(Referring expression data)

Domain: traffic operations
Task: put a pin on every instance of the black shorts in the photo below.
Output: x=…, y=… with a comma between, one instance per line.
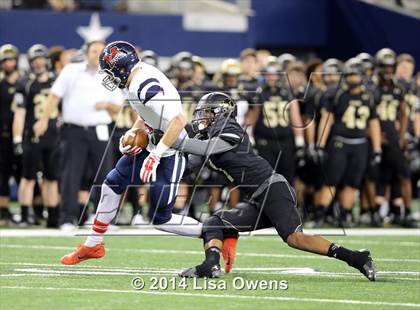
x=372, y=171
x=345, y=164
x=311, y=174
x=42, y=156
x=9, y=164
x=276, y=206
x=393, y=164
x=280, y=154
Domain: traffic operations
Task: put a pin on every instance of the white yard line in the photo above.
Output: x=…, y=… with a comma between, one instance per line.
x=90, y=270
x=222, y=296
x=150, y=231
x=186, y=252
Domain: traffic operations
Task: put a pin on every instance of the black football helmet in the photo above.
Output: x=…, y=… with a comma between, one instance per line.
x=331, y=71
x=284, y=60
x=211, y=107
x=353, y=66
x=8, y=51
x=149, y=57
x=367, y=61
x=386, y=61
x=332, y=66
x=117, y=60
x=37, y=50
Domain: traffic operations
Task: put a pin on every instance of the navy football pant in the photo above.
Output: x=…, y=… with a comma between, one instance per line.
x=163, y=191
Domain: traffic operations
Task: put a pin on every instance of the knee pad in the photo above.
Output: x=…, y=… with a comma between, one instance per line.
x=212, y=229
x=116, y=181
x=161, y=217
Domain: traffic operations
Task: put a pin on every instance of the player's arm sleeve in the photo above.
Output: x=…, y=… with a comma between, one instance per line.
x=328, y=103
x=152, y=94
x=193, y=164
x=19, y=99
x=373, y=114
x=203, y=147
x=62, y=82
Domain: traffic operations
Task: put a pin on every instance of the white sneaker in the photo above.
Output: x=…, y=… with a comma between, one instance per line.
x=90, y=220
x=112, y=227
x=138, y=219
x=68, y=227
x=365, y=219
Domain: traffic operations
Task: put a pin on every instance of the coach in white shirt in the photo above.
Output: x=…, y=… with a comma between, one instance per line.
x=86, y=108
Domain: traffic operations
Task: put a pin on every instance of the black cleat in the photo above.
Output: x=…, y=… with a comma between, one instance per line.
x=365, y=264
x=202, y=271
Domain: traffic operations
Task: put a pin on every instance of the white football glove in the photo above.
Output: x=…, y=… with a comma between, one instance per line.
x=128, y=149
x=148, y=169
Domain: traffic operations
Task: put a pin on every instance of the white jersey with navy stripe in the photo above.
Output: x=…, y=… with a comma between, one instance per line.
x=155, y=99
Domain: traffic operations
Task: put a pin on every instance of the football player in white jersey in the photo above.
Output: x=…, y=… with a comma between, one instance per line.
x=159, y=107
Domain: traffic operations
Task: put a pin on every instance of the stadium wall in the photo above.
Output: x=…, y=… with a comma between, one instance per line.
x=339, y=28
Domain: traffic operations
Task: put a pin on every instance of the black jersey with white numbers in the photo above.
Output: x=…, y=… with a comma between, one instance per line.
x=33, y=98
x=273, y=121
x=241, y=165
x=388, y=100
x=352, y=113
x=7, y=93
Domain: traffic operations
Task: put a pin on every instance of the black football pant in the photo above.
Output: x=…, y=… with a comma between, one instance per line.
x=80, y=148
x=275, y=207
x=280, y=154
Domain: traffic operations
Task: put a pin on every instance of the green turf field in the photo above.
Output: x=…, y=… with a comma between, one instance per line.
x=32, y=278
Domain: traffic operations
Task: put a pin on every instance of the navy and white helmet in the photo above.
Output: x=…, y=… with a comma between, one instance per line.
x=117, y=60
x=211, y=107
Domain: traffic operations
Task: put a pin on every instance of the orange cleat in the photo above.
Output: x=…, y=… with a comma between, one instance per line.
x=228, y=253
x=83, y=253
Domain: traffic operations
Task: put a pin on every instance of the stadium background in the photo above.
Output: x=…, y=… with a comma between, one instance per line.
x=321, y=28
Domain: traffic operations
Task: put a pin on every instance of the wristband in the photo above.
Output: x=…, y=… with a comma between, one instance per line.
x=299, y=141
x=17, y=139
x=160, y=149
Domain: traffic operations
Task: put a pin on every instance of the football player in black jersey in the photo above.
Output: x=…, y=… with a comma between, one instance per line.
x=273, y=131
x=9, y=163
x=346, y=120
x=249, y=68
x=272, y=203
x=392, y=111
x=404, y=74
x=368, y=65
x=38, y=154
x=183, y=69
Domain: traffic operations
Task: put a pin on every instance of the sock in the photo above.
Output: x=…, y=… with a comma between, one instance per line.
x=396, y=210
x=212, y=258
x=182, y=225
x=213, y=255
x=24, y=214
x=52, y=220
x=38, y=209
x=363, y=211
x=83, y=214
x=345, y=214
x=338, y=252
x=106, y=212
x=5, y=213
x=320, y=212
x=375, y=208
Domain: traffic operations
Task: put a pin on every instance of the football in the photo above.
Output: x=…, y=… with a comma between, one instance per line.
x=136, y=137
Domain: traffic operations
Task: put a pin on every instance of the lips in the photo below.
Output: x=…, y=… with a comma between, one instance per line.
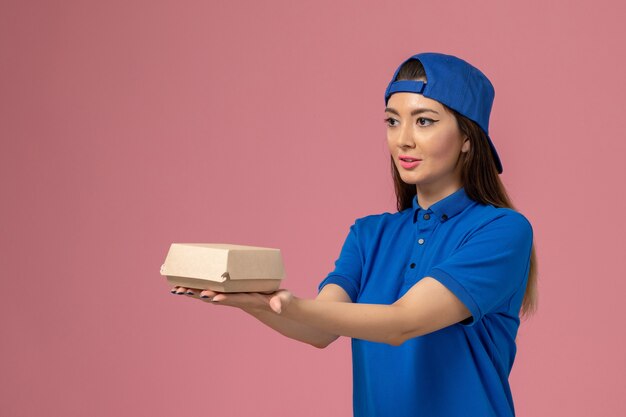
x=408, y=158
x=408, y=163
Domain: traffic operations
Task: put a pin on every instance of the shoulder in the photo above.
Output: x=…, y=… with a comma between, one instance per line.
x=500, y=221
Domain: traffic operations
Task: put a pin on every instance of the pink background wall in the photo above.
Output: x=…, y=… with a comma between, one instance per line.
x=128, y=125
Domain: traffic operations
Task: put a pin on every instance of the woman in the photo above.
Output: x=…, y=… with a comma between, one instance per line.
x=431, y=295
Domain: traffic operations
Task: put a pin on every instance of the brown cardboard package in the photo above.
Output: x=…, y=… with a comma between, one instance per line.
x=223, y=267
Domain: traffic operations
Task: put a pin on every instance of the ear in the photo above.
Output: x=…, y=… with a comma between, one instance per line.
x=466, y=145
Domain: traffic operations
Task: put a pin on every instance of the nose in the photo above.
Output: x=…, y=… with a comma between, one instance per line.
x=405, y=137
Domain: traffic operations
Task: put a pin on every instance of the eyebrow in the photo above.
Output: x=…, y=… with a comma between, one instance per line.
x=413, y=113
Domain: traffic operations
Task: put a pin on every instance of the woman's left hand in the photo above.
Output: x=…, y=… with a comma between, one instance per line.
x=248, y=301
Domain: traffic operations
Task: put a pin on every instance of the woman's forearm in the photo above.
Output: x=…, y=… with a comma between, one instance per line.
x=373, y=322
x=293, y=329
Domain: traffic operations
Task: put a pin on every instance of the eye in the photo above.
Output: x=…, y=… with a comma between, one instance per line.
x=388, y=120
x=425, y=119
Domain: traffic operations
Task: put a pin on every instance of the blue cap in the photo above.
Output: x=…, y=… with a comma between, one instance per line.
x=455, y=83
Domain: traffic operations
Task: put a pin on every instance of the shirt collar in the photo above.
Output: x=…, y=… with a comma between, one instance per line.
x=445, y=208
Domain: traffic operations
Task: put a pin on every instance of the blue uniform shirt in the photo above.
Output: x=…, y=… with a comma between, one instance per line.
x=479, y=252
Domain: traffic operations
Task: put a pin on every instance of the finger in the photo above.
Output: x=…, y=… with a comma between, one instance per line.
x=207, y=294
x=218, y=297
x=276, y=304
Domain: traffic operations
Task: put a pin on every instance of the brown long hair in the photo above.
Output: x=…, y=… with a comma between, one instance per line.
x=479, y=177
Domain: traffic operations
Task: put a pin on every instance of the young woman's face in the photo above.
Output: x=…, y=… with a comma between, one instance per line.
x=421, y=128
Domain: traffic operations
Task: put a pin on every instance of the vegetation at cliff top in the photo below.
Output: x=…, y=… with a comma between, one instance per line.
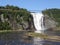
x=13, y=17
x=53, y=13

---

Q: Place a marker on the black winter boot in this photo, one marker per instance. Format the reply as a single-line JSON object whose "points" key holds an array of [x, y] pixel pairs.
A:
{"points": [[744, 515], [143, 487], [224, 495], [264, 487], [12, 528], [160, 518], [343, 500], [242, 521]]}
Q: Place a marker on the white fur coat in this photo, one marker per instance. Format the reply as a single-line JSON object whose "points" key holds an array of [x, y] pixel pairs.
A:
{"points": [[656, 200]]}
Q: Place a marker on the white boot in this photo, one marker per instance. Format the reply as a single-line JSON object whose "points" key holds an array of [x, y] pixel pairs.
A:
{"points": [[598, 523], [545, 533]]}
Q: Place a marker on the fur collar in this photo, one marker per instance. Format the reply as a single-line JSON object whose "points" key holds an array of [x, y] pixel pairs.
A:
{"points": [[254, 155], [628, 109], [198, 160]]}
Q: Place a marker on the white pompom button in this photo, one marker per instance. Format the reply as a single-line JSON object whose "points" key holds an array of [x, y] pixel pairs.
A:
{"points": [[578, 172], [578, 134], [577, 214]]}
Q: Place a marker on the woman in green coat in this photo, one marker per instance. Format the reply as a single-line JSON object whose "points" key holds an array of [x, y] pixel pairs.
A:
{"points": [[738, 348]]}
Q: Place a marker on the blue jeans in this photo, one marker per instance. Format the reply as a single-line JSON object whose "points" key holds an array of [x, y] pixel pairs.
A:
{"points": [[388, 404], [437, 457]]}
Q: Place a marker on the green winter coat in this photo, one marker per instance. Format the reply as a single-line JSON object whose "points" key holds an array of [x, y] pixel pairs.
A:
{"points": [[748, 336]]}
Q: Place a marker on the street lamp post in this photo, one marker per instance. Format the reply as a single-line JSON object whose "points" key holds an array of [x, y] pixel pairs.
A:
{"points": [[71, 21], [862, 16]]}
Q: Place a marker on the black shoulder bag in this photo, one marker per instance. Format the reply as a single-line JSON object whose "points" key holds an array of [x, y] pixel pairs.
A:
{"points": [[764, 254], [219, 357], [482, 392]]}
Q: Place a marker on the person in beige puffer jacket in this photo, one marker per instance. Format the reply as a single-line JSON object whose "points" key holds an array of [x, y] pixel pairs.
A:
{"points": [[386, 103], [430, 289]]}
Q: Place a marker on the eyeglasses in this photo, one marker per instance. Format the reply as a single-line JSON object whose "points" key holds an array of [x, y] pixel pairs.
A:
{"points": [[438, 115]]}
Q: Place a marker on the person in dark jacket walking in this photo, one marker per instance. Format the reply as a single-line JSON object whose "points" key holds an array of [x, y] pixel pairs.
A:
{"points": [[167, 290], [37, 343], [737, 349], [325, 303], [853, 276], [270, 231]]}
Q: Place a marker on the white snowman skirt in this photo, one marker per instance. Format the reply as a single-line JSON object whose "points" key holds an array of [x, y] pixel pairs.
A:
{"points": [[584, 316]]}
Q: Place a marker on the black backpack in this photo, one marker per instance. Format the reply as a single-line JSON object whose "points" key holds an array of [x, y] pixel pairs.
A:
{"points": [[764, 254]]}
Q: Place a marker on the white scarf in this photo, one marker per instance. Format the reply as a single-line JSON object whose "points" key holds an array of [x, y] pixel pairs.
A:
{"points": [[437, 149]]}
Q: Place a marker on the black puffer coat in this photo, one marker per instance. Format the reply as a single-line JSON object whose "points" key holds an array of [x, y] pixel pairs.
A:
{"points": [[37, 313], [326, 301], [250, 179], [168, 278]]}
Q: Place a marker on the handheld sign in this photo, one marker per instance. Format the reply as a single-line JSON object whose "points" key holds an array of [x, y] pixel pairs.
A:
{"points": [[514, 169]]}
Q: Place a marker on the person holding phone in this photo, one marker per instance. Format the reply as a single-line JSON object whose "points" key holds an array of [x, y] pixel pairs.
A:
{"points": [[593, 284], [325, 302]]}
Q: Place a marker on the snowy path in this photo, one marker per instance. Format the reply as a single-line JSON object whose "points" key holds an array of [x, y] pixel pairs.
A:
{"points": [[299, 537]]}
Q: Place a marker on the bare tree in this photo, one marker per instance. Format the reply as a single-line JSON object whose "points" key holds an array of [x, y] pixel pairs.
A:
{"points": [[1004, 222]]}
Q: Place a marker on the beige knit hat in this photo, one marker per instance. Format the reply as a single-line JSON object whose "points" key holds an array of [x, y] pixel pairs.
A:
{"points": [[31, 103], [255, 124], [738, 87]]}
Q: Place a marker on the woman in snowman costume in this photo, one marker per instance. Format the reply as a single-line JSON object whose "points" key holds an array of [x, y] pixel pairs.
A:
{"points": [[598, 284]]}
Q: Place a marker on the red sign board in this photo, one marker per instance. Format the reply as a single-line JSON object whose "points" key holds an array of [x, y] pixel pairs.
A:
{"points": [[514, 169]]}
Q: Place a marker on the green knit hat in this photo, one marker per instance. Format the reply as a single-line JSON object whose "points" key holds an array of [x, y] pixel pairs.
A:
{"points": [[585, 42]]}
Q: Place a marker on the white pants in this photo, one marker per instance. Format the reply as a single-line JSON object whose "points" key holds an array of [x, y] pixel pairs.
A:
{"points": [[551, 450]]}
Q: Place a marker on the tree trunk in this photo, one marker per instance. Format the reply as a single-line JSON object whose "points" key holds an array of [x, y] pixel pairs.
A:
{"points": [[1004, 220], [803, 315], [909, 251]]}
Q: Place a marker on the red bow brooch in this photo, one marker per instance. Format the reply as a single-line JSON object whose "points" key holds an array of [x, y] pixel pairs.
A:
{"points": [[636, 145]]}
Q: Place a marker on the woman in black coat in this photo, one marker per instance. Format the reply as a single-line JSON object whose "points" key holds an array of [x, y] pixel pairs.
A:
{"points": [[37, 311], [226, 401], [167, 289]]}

◆ YOUR OBJECTIVE:
What is needed is a verbatim copy of every line in the records above from the one containing "Task: put a pin on every instance of the shoulder" down to the one containing "Task: put a pin on every instance of the pink", both included, and nothing more.

◆ SOLUTION:
Task: put a pin on every instance of the shoulder in the photo above.
Output: x=…, y=… with a comma between, one instance per line.
x=500, y=221
Domain: traffic operations
Task: put a pin on every instance of the pink background wall in the photo above.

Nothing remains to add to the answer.